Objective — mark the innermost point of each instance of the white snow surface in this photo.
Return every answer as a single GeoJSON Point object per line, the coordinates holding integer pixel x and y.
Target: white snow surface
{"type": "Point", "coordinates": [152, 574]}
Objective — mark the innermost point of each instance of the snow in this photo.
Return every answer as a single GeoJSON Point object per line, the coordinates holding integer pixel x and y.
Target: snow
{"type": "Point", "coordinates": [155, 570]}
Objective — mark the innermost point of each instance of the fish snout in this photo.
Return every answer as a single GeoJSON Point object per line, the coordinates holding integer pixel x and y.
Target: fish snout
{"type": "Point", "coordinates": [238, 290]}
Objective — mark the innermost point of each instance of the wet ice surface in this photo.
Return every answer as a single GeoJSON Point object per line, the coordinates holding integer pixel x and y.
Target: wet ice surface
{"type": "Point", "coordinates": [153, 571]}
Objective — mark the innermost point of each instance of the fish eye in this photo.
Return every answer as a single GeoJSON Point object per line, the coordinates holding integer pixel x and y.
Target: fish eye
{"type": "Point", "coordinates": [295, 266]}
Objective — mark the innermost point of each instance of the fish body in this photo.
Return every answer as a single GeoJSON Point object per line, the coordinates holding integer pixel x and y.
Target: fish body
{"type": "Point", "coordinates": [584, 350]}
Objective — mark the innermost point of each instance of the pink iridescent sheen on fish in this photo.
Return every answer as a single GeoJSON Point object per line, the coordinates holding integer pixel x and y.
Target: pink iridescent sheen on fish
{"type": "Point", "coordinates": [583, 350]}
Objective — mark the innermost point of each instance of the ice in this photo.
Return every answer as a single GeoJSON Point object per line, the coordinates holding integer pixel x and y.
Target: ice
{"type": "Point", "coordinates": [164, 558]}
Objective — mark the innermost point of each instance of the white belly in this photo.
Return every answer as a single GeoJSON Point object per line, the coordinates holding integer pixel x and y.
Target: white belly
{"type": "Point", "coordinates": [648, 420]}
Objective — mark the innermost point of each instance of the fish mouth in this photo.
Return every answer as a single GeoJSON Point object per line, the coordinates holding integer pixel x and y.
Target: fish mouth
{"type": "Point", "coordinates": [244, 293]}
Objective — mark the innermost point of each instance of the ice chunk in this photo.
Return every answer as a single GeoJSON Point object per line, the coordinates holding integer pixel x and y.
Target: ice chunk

• [Request] Rewrite all of the lines above as a Markdown table with the columns Row and Line. Put a row number in Row and the line itself in Line, and skip any blank lines.

• [Solution]
| Row | Line |
|---|---|
| 1 | Objective — mark the innermost point of each instance of the white snow surface in this photo. |
| 2 | Return every answer as a single GeoJSON Point object per line, the coordinates holding integer pixel x and y. |
| 3 | Target: white snow surface |
| 4 | {"type": "Point", "coordinates": [152, 574]} |
| 5 | Objective — mark the innermost point of each instance of the snow in this photo. |
| 6 | Return every answer as a single GeoJSON Point object per line, the coordinates holding integer pixel x and y. |
| 7 | Target: snow |
| 8 | {"type": "Point", "coordinates": [155, 570]} |
| 9 | Objective — mark the innermost point of each instance of the fish snout in this photo. |
| 10 | Return every answer as a single GeoJSON Point object per line, the coordinates holding integer pixel x and y. |
| 11 | Target: fish snout |
| 12 | {"type": "Point", "coordinates": [238, 290]} |
| 13 | Objective — mark the innermost point of each instance of the wet ice surface in this photo. |
| 14 | Return every answer as a single GeoJSON Point object per line, the coordinates holding integer pixel x and y. |
| 15 | Target: wet ice surface |
| 16 | {"type": "Point", "coordinates": [153, 571]} |
| 17 | Objective — mark the innermost point of each instance of the fish eye in this photo. |
| 18 | Return every answer as a single GeoJSON Point object per line, the coordinates holding integer pixel x and y. |
| 19 | Target: fish eye |
| 20 | {"type": "Point", "coordinates": [295, 266]} |
| 21 | Objective — mark the innermost point of each instance of the fish body in this photo. |
| 22 | Return every answer as a single GeoJSON Point object per line, the coordinates holding integer pixel x and y. |
| 23 | Target: fish body |
| 24 | {"type": "Point", "coordinates": [584, 350]} |
| 25 | Objective — mark the innermost point of each instance of the pink iridescent sheen on fish in this photo. |
| 26 | Return every answer as a single GeoJSON Point object per line, the coordinates holding integer pixel x and y. |
| 27 | Target: pink iridescent sheen on fish |
| 28 | {"type": "Point", "coordinates": [583, 350]} |
| 29 | Objective — mark the innermost point of each instance of the ice in this photo. |
| 30 | Return every answer as a single GeoJSON Point object per line, the coordinates holding integer pixel x and y. |
| 31 | Target: ice |
| 32 | {"type": "Point", "coordinates": [164, 558]} |
| 33 | Objective — mark the innermost point of each instance of the white belly in this photo. |
| 34 | Return every answer as a single GeoJSON Point object per line, the coordinates holding integer pixel x and y. |
| 35 | Target: white belly |
| 36 | {"type": "Point", "coordinates": [648, 420]} |
| 37 | Objective — mark the innermost point of each instance of the fish mouth in this photo. |
| 38 | Return every answer as a single GeoJSON Point object per line, the coordinates holding integer pixel x and y. |
| 39 | Target: fish mouth |
| 40 | {"type": "Point", "coordinates": [244, 293]} |
| 41 | Objective — mark the innermost point of each instance of the ice chunk in this photo. |
| 42 | Return every answer as a single GeoJSON Point object per line, the coordinates holding integer pixel x and y. |
| 43 | Target: ice chunk |